TEXT EXCERPT:

┌──

More than a decade ago, the land in question was zoned R-10 for dense multifamily housing for a project that was eventually approved, Mosaic at Turtle Creek, which would have put 300 luxury apartments on the site. That 7-story project was never built, but the approval for 300 units remains active through the end of this year, said Prince George’s County Councilmember Dannielle M. Glaros (D), who represents the area around the university.

About four years ago, Gilbane approached the university seeking to buy one acre of land for a private townhouse development on real estate the company acquired abutting the state-owned site. The university responded that townhouses were not a top priority; the priority was graduate housing, said Edward J. Maginnis Jr., UMD Assistant Vice President for Real Estate. Eventually, a public-private partnership was proposed that would build both.

“We’re leveraging their capital to achieve a longstanding university public goal,” Maginnis said.

College Park city officials have had a long-standing goal to attract more affordable student housing, especially graduate housing, said Mayor Patrick Wojahn, who supports the project.

Gilbane, a Rhode Island developer, has built $10.7 billion in college housing and private housing all over the country, and has served over 120 colleges and universities, according to its website. Projects under development in the area include Tempo, 299 market-rate student housing units near UMD’s northern gateway; Atworth, a 451-unit mixed-use development next to the College Park Metro; and the Riverfront at West Hyattsville Metro, which will include retail, apartments, and townhouses.

An aerial view of the site. Screen shot from a video put out by the developers.

In March 2019, the University System of Maryland Board of Regents approved the sale of the land. Three zoning amendments were required. The College Park City Council voted to support the zoning in March 2020, and the Prince George’s County Council approved the changes in June 2020. In September, the Board of Regents accepted a technical change that required re-approval of the project.

Also in September, Calvert Woods, the neighborhood downstream from the site, suffered a 100- to 200-year flood that dumped more than 4.5 inches of water in about 2 1/2 hours, flooding an estimated 20-40 homes. It was the third major flood since 2009. Some residents believe UMD’s surface parking lots contribute to the flooding in their neighborhood.

The proposal

Under the proposal approved by the Board of Regents in 2019 and amended in 2020, the state would sell 8.71 acres of land on Mowatt Lane and Campus Drive to Gilbane for $810,000, and lease Gilbane 1.74 acres where the graduate student housing would be built, according to board minutes. Under the 75-year ground lease, with two 10-year optional extensions, the annual rent of $622,500 would be abated in exchange for below-market rate rents for graduate students.

└──

GIVEN EXERCISE A: Output all of the source records below word for word, and leave the pictures out.

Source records
┌──

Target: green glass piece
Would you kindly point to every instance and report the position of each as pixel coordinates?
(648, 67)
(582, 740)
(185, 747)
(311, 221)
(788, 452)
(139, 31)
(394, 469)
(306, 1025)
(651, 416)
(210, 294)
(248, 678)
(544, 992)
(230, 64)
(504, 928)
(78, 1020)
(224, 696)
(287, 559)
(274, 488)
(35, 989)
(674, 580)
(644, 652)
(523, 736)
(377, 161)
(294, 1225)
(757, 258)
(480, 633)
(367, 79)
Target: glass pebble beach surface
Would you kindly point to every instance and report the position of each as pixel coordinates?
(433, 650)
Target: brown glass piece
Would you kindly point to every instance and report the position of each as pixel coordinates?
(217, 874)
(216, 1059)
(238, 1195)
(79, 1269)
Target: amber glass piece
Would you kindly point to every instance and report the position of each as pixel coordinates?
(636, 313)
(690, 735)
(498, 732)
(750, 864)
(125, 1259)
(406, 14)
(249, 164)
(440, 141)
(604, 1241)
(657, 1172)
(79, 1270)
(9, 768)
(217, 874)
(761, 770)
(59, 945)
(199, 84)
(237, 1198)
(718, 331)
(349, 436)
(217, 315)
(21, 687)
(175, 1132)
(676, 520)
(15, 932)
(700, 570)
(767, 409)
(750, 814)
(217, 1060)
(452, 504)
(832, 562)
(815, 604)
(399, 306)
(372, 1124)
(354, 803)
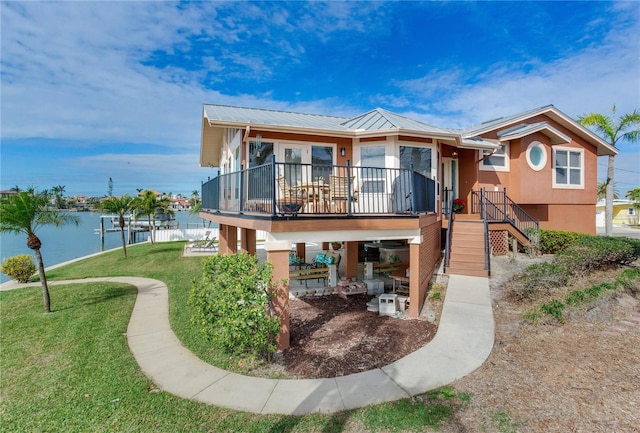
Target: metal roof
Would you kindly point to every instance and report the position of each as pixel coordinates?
(383, 120)
(380, 120)
(375, 120)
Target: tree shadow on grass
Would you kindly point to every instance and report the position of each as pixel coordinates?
(85, 296)
(334, 423)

└──

GIVEN EXERCISE B: Return the section of the article on the College Park housing project from "More than a" up to and including "around the university.", copied verbatim.

EXERCISE RESPONSE A:
Target: green glass piece
Would you kindly point to every instance and report the position of each as pixel coordinates?
(648, 67)
(582, 740)
(185, 747)
(311, 221)
(788, 452)
(139, 31)
(394, 469)
(306, 1025)
(651, 416)
(210, 294)
(248, 678)
(544, 992)
(230, 64)
(504, 928)
(78, 1020)
(224, 696)
(287, 559)
(274, 488)
(35, 989)
(674, 580)
(644, 652)
(523, 736)
(377, 161)
(294, 1225)
(757, 258)
(480, 633)
(367, 79)
Target: glass pebble beach surface
Would you kindly point to every instance and report the position of each as pixel coordinates?
(433, 650)
Target: brown glass piece
Would you kindly point to every instance and report the position of each as pixel coordinates?
(217, 874)
(216, 1059)
(238, 1195)
(79, 1269)
Target: amber glass piece
Would you kindly point to every instance and report the position of each as pixel coordinates?
(636, 313)
(690, 735)
(498, 732)
(750, 864)
(125, 1259)
(406, 14)
(249, 164)
(440, 141)
(604, 1241)
(657, 1172)
(79, 1270)
(9, 768)
(217, 874)
(761, 770)
(59, 945)
(199, 84)
(237, 1198)
(718, 331)
(349, 436)
(217, 315)
(21, 687)
(175, 1132)
(676, 520)
(15, 932)
(700, 570)
(767, 409)
(750, 814)
(217, 1060)
(452, 504)
(832, 562)
(815, 604)
(399, 306)
(372, 1124)
(354, 803)
Target: metal roof
Would you kindly point to every instance and report the position of each as pixel coordinates?
(383, 120)
(380, 120)
(375, 120)
Target: tree shadow on grass
Would you kindly point to every instance and report the position of each as pixel coordinates?
(85, 296)
(334, 423)

EXERCISE RESPONSE B:
More than a decade ago, the land in question was zoned R-10 for dense multifamily housing for a project that was eventually approved, Mosaic at Turtle Creek, which would have put 300 luxury apartments on the site. That 7-story project was never built, but the approval for 300 units remains active through the end of this year, said Prince George’s County Councilmember Dannielle M. Glaros (D), who represents the area around the university.